(The exercise):
Repeat the lines of the entries below verbatim, everything from the line containing "Where can the terraced" down to the line containing "x=46, y=261", both included.

** Start of Task input **

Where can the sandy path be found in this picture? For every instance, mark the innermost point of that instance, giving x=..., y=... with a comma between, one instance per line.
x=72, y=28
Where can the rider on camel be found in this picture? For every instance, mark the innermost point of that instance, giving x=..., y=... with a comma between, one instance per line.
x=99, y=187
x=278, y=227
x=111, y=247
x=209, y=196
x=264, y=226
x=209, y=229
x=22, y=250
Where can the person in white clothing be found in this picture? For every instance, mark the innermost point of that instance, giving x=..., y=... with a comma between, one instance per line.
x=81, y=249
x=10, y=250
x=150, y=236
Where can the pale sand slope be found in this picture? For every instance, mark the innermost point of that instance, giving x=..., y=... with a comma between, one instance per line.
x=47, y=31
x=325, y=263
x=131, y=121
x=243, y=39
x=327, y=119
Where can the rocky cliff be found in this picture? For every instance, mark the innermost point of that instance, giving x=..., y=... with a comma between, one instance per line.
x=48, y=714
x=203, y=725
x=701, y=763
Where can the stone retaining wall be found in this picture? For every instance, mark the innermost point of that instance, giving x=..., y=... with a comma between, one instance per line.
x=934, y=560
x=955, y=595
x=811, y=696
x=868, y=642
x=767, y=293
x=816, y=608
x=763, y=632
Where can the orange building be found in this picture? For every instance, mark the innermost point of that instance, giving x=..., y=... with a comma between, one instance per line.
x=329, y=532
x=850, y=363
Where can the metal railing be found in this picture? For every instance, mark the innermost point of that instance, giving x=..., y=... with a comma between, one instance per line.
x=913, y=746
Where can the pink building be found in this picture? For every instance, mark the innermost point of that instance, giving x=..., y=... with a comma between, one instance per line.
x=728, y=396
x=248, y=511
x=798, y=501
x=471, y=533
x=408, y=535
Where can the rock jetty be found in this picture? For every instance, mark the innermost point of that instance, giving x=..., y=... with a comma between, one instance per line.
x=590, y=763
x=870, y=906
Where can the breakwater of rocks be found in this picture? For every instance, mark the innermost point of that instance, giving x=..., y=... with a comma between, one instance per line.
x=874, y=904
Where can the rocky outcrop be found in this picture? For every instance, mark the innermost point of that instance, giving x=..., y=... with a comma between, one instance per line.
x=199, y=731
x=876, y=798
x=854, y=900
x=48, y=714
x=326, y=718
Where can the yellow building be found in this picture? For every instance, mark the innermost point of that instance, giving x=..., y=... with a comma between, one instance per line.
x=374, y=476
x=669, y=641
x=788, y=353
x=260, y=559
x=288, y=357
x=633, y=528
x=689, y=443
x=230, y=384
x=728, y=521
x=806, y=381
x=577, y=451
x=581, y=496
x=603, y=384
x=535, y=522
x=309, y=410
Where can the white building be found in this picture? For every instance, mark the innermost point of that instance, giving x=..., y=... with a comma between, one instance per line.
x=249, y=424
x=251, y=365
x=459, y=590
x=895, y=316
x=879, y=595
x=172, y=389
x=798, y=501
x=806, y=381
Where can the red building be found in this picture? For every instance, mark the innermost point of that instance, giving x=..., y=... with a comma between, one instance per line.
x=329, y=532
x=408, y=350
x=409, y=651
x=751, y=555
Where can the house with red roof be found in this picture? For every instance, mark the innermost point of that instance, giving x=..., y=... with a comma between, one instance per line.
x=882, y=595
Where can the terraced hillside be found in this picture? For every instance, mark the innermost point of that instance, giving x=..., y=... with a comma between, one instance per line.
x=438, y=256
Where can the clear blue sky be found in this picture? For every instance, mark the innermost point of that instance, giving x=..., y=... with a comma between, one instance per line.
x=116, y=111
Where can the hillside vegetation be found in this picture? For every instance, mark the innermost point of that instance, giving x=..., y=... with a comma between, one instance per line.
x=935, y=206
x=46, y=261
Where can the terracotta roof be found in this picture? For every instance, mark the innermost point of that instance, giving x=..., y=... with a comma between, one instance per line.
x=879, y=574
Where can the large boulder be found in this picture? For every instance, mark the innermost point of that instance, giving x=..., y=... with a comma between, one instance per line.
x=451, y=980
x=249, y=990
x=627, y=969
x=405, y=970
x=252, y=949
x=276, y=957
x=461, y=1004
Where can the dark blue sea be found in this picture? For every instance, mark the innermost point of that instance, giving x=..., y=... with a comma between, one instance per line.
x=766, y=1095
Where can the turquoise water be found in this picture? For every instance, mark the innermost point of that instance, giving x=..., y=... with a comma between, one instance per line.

** End of Task input **

(Exercise result):
Where can the terraced hillside be found in this picture? For every instance, mark the innermost point of that instance, giving x=..., y=... with a comma between, one instance per line.
x=438, y=256
Where can the clear blue sky be found in this picture? For every instance, mark the innermost point of that instance, giving x=..., y=... with a comma between, one instance per line.
x=116, y=111
Where can the hillside vegetation be found in this picture? For every instance, mark the innermost point of that instance, giving x=..., y=... with a comma between, one instance per line.
x=935, y=206
x=46, y=261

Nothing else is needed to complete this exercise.